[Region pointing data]
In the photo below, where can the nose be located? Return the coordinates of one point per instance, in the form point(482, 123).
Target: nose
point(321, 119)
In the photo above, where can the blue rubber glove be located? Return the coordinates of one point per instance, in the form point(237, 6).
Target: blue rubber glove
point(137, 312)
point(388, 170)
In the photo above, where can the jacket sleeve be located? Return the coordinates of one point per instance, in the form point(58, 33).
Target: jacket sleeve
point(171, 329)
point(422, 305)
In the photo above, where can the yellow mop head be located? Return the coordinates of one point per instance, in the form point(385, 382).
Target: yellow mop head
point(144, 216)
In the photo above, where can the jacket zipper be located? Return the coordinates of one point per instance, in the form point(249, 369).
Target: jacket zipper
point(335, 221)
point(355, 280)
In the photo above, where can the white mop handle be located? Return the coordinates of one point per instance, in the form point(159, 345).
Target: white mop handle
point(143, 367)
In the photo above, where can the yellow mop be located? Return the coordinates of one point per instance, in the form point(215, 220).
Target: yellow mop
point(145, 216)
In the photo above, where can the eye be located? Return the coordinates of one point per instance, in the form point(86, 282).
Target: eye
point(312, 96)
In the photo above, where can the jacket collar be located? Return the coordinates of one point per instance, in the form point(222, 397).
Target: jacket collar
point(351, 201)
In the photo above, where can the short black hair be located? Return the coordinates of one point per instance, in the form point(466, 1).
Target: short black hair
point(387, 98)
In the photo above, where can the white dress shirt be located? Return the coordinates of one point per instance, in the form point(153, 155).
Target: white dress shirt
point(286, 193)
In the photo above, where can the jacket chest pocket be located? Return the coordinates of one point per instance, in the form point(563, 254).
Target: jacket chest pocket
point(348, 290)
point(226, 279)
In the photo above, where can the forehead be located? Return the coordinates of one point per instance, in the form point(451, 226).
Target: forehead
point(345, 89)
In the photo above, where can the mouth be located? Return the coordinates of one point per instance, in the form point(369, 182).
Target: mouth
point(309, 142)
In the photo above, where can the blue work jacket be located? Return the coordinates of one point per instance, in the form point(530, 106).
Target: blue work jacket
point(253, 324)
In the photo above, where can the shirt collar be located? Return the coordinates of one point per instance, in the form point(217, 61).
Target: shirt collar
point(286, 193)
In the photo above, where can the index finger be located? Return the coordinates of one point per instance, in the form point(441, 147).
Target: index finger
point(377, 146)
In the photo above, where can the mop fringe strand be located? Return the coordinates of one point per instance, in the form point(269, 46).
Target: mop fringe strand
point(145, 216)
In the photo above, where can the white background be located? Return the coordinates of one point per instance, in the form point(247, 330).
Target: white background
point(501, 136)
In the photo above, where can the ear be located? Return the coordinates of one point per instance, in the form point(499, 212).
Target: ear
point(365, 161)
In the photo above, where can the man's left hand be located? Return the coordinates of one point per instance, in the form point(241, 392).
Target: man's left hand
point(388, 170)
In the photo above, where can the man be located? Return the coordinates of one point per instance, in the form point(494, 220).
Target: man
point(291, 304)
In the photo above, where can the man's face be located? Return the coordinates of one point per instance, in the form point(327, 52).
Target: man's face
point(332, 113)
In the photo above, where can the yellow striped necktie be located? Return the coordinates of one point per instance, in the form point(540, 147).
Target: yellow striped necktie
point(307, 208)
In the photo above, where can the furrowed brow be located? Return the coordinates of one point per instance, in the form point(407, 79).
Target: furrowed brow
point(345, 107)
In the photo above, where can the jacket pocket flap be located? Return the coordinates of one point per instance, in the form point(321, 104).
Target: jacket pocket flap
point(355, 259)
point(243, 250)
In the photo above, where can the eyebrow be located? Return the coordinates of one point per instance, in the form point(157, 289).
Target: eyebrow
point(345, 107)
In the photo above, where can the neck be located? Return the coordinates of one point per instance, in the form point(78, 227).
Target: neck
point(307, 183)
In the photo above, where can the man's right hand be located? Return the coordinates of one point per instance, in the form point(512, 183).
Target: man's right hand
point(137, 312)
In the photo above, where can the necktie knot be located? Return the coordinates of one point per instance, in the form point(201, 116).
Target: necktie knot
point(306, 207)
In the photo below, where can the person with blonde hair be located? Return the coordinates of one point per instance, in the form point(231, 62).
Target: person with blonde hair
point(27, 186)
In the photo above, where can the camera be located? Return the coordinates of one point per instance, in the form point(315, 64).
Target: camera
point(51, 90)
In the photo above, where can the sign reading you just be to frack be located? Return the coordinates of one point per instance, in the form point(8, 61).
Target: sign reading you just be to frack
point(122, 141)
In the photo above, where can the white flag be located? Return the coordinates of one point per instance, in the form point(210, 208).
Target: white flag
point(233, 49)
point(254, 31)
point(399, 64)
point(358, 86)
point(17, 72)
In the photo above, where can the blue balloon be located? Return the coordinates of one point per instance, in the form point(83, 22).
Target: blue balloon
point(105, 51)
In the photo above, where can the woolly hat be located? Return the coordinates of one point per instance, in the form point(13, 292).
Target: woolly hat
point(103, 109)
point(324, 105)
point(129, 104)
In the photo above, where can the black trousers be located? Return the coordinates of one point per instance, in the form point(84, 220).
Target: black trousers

• ASSIGNMENT:
If the word "below" appears in a line above, copy that line.

• RESULT:
In the photo below, where can the nose be located? Return the coordinates of one point per instance, in the form point(482, 123).
In the photo below, where can the person with blonde hair be located? Return the coordinates of one point per instance, in the form point(231, 62).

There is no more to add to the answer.